[Dataset entries]
────────────────
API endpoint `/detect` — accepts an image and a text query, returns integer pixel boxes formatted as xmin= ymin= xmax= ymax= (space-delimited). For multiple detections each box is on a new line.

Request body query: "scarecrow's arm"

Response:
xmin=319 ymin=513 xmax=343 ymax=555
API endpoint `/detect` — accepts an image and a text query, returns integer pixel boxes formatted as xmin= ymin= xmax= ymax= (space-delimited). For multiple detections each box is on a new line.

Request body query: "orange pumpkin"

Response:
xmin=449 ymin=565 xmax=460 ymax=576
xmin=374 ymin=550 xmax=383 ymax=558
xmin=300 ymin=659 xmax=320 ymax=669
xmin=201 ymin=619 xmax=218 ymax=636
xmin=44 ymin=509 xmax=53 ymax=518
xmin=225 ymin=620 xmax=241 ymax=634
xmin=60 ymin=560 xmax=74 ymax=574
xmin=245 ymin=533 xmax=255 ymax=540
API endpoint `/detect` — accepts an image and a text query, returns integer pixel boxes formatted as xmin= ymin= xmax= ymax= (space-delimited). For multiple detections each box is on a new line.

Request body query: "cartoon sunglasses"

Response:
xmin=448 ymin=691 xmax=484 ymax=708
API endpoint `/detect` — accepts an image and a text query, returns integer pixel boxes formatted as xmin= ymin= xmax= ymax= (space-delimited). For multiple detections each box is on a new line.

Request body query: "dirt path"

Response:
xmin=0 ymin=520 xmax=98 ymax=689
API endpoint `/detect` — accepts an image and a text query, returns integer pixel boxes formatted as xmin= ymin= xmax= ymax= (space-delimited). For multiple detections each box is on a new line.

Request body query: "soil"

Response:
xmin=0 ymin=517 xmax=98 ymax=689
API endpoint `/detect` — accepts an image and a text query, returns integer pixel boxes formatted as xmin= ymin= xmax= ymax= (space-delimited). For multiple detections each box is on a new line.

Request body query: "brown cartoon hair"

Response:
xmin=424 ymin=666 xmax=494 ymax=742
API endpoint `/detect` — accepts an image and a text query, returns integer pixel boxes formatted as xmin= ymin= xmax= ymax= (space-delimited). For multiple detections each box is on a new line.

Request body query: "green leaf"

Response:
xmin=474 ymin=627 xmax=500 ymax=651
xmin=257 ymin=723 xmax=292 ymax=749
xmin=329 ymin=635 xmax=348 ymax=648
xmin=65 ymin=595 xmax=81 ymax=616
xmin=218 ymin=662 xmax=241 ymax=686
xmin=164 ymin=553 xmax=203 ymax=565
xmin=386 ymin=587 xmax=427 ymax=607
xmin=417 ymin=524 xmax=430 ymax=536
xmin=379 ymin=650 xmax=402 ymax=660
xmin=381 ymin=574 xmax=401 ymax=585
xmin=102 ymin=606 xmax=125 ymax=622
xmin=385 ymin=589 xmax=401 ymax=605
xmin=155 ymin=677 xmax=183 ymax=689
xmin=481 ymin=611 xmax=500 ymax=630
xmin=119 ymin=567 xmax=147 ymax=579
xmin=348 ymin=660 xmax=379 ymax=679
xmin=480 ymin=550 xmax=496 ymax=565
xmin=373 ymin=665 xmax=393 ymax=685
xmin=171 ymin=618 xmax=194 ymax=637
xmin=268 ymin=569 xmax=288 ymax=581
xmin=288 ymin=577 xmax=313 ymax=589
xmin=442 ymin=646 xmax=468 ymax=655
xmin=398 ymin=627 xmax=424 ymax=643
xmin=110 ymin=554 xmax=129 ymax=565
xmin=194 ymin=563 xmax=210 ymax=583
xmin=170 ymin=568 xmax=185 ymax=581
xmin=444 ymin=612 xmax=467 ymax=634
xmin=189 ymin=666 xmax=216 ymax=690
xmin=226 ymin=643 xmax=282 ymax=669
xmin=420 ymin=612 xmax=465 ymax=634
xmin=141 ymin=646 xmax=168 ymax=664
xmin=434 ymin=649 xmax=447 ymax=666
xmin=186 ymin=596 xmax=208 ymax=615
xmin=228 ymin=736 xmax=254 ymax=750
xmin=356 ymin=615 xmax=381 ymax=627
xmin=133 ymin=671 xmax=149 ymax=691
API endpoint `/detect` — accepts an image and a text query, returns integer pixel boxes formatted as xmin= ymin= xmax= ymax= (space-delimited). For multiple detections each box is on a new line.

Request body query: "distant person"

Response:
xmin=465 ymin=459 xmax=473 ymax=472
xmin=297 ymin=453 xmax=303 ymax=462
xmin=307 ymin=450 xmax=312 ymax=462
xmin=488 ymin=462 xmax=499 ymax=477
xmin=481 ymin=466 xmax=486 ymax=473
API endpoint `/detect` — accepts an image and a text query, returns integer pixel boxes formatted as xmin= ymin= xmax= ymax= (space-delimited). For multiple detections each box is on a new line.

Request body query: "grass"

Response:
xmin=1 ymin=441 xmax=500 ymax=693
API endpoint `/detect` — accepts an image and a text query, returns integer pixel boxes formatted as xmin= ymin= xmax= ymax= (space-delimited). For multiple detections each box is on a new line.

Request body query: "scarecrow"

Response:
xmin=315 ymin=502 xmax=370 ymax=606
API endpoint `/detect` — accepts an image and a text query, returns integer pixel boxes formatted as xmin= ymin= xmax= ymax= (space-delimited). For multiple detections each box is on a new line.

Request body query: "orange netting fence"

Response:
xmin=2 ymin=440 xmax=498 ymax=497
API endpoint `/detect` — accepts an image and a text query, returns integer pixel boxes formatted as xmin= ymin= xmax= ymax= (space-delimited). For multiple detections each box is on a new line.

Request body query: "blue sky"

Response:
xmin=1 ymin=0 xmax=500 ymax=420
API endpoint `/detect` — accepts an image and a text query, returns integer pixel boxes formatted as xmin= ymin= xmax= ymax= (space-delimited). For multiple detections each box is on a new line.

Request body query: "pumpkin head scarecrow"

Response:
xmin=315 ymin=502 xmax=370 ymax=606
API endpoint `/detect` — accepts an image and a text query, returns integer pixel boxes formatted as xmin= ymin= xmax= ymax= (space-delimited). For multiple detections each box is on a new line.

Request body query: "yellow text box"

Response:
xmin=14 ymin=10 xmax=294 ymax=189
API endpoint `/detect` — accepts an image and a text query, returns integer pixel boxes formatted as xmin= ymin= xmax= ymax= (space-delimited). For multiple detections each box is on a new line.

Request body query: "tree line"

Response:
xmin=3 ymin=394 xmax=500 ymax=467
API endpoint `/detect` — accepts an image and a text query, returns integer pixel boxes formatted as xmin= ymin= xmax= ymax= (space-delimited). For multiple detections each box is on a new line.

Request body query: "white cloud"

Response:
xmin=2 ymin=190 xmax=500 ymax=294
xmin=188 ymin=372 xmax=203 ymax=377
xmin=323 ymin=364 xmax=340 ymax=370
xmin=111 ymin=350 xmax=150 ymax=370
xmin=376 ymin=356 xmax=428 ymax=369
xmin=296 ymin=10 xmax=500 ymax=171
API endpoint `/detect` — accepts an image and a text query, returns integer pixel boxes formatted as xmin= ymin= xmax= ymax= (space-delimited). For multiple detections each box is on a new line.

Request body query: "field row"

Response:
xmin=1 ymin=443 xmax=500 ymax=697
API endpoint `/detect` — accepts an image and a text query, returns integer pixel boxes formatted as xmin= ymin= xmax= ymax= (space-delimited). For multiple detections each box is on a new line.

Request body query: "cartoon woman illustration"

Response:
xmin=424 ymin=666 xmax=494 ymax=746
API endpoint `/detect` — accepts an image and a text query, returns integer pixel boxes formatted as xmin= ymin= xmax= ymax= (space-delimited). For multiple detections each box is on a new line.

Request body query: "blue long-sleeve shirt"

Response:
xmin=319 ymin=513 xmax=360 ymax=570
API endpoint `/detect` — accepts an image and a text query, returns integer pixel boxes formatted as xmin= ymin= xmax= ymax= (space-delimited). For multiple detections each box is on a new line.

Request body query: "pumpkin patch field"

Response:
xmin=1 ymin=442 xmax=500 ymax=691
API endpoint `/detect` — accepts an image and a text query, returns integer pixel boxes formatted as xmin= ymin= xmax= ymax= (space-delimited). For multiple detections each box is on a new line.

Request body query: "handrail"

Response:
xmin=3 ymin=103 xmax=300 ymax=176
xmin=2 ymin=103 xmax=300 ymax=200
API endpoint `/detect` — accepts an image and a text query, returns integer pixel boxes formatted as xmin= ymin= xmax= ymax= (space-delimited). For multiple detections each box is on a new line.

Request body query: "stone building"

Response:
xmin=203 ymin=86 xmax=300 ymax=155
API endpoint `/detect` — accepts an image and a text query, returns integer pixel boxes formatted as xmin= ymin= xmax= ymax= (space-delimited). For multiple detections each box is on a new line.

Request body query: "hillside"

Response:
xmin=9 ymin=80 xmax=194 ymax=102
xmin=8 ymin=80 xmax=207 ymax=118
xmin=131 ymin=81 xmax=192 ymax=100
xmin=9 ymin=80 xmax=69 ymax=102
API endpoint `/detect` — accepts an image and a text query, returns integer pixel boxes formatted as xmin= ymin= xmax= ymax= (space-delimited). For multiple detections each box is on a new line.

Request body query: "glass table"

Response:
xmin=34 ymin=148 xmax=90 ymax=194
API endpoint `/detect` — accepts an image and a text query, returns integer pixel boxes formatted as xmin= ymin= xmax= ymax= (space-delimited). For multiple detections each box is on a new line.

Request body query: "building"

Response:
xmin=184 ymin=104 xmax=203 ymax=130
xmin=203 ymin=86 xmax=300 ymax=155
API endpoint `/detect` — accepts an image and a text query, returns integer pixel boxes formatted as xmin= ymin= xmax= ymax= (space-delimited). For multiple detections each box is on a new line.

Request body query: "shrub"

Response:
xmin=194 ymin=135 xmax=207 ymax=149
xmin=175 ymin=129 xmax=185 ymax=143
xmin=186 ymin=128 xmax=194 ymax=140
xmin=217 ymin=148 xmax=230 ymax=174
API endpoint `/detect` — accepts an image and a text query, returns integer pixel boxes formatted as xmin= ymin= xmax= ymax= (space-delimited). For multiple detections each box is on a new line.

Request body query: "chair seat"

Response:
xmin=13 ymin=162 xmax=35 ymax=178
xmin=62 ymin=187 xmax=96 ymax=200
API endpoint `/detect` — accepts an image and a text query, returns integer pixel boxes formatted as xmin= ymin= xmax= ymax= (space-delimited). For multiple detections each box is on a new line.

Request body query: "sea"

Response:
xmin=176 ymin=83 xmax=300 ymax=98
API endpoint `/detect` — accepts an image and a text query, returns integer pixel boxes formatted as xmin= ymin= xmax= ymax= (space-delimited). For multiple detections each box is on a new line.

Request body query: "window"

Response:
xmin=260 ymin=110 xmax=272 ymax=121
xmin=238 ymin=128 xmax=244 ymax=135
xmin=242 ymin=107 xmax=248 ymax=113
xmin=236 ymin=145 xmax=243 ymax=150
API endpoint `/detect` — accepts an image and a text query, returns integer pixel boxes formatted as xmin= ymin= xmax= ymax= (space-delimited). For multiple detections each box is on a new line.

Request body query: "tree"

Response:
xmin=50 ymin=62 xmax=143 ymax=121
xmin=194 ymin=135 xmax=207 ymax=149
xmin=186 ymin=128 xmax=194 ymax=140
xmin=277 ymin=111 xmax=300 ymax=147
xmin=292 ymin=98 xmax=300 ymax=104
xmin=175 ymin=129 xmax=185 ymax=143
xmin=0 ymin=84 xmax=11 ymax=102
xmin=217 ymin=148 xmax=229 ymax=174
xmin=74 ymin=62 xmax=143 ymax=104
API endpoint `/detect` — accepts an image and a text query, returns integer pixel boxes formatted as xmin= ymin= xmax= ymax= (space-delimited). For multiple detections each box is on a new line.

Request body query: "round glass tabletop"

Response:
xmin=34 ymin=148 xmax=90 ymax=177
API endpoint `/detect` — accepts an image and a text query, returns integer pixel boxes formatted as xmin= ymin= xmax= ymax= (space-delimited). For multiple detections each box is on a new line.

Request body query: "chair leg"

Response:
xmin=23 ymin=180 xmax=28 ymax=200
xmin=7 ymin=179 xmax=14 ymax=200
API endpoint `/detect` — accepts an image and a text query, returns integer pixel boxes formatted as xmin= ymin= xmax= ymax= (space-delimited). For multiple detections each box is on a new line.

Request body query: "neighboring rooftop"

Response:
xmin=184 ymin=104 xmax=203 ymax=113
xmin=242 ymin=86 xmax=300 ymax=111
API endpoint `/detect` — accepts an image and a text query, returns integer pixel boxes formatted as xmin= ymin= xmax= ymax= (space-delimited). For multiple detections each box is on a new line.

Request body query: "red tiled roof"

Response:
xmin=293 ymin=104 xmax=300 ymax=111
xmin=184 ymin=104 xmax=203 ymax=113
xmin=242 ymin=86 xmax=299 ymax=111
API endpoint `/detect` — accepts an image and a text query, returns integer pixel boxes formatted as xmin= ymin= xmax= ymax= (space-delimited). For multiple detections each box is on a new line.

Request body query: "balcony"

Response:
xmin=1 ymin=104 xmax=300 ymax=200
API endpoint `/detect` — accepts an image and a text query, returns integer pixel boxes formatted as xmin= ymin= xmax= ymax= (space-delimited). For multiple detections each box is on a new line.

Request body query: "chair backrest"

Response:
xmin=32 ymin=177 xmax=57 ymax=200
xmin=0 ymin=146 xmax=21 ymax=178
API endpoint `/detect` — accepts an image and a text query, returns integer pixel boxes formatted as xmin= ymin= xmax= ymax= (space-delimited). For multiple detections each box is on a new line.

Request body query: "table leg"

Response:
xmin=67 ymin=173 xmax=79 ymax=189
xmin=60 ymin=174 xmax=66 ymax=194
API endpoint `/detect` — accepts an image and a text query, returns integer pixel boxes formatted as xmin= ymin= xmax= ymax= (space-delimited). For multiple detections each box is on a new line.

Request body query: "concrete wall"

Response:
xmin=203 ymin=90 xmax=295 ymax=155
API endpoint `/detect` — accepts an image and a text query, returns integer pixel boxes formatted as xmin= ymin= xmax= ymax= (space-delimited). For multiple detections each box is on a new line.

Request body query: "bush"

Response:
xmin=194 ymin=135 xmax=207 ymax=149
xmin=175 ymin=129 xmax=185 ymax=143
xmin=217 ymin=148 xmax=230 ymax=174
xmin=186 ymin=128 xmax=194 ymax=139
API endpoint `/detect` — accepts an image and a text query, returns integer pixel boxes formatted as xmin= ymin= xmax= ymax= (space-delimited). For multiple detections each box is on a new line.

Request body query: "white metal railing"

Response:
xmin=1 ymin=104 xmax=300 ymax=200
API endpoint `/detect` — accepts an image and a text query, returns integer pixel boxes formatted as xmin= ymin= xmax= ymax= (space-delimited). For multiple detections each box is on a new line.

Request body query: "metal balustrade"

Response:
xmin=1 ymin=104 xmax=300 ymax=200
────────────────
■ **What the task asks**: Count how many lines of the entries contain the word "building"; only the number should appear in the reply.

■ **Output for this task**: 2